§ **PROVIDED DATA**:
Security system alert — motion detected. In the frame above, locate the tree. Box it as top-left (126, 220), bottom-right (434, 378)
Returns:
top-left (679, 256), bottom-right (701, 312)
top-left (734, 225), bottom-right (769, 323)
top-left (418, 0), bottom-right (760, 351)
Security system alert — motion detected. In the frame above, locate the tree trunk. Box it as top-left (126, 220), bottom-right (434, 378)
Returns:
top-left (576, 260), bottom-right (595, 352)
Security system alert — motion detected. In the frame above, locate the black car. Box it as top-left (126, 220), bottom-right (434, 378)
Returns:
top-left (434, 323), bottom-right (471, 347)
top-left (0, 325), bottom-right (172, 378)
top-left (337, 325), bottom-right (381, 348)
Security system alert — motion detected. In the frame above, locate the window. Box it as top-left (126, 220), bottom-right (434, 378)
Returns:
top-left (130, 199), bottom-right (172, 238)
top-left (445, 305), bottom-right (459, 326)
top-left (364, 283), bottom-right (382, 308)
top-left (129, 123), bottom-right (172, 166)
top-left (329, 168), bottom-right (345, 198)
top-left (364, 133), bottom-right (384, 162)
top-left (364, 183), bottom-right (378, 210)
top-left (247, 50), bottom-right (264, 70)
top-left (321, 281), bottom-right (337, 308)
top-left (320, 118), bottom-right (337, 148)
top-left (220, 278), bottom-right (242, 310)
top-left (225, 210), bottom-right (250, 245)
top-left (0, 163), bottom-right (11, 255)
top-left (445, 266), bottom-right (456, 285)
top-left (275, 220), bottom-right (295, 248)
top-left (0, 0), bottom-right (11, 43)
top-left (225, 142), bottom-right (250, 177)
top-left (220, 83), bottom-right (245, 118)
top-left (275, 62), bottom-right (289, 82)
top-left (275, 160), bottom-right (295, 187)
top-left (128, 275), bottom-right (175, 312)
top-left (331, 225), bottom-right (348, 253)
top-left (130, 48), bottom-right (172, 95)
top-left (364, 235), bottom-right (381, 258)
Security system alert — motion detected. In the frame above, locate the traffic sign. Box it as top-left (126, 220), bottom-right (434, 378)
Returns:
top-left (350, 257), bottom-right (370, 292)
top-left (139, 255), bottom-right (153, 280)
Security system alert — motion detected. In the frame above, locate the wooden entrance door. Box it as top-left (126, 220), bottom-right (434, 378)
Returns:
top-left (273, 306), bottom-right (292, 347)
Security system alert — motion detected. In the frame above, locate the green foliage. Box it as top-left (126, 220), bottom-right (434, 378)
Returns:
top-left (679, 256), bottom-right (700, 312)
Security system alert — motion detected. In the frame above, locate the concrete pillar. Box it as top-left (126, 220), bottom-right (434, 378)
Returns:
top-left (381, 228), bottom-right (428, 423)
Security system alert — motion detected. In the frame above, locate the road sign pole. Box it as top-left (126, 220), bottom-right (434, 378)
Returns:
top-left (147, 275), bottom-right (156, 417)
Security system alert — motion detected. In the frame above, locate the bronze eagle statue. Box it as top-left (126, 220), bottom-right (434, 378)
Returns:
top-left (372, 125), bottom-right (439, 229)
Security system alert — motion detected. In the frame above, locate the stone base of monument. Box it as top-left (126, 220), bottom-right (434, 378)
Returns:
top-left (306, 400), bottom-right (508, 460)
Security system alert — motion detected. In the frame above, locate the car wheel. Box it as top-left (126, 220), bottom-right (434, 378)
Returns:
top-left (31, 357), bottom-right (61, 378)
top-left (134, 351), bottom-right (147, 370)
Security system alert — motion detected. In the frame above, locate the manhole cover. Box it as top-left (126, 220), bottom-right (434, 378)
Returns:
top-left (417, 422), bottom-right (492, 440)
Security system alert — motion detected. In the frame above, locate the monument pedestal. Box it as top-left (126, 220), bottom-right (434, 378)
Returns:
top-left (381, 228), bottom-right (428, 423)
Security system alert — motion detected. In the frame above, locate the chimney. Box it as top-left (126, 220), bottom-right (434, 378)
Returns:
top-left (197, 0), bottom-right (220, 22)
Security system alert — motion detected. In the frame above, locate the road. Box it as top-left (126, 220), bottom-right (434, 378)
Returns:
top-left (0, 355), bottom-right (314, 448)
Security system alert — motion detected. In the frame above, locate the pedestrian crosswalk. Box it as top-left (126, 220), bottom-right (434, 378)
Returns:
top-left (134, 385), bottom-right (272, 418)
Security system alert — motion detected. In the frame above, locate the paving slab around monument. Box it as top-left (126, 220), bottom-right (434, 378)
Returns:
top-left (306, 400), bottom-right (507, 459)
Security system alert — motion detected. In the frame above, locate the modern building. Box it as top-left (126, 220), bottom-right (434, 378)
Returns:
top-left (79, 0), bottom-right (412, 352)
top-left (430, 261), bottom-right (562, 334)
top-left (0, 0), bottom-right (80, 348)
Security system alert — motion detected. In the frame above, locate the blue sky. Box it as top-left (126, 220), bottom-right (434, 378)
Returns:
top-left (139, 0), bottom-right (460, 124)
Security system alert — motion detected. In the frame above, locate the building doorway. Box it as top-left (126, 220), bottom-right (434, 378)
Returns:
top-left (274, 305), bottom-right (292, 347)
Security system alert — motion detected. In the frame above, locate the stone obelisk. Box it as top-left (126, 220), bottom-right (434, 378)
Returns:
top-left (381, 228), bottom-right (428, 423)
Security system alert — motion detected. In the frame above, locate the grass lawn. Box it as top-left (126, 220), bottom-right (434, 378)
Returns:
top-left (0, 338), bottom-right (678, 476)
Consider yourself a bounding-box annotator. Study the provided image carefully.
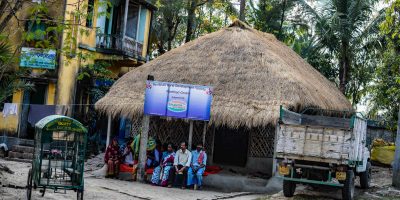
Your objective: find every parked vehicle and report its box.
[0,143,8,158]
[275,108,371,200]
[26,115,87,200]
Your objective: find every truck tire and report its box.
[360,162,371,189]
[342,170,355,200]
[283,180,296,197]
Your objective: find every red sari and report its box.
[104,144,122,176]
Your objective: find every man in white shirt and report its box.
[168,142,192,189]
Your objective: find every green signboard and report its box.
[19,47,56,69]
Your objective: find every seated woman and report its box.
[104,138,121,178]
[122,137,134,167]
[187,144,207,190]
[151,144,175,187]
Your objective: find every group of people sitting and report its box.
[104,139,207,190]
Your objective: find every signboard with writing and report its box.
[144,81,212,121]
[19,47,56,69]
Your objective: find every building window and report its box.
[125,3,139,39]
[26,20,47,41]
[0,95,13,112]
[86,0,94,28]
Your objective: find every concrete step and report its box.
[11,145,35,153]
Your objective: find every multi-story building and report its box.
[0,0,156,138]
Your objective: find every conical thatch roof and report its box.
[96,21,352,127]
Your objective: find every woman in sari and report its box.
[151,144,175,187]
[104,138,121,178]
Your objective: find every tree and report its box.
[297,0,384,104]
[152,0,185,55]
[248,0,296,40]
[372,0,400,188]
[0,0,33,103]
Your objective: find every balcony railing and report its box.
[96,33,143,58]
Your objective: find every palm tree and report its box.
[297,0,384,98]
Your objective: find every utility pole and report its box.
[392,106,400,189]
[239,0,246,22]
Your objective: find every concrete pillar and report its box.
[188,120,193,151]
[106,115,111,148]
[137,115,150,182]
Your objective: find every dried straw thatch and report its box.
[96,21,352,127]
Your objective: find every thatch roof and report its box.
[96,21,352,127]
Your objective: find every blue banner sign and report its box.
[144,81,212,121]
[19,47,56,69]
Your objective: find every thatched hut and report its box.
[96,21,352,174]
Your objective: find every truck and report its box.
[274,106,371,200]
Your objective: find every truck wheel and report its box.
[283,180,296,197]
[342,170,355,200]
[360,162,371,189]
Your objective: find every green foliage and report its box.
[150,0,238,56]
[369,0,400,129]
[298,0,384,105]
[248,0,295,41]
[0,36,33,103]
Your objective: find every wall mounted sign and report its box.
[19,47,57,69]
[144,81,212,121]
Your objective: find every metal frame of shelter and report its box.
[26,115,87,200]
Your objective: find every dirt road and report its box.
[0,159,400,200]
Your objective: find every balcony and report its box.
[96,33,143,59]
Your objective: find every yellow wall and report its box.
[0,0,151,133]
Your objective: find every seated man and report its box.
[168,142,192,189]
[187,144,207,190]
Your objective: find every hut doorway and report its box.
[213,127,249,167]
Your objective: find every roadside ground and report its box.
[0,159,400,200]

§ **GOAL**:
Copy everything from the line containing "Your objective: find every balcony and" down to the end of the data, replacing "hut doorway" with "hut entrance" and changing nothing else.

§ **SOLUTION**:
Your objective: find every balcony and report its box.
[96,33,143,59]
Your objective: find every yellow wall and report its box.
[0,0,151,133]
Your objective: find every seated man and report its box.
[168,142,192,189]
[187,144,207,190]
Your objective: find every hut entrance and report its box.
[213,127,249,167]
Your objective: find every roadside ground and report its box.
[0,159,400,200]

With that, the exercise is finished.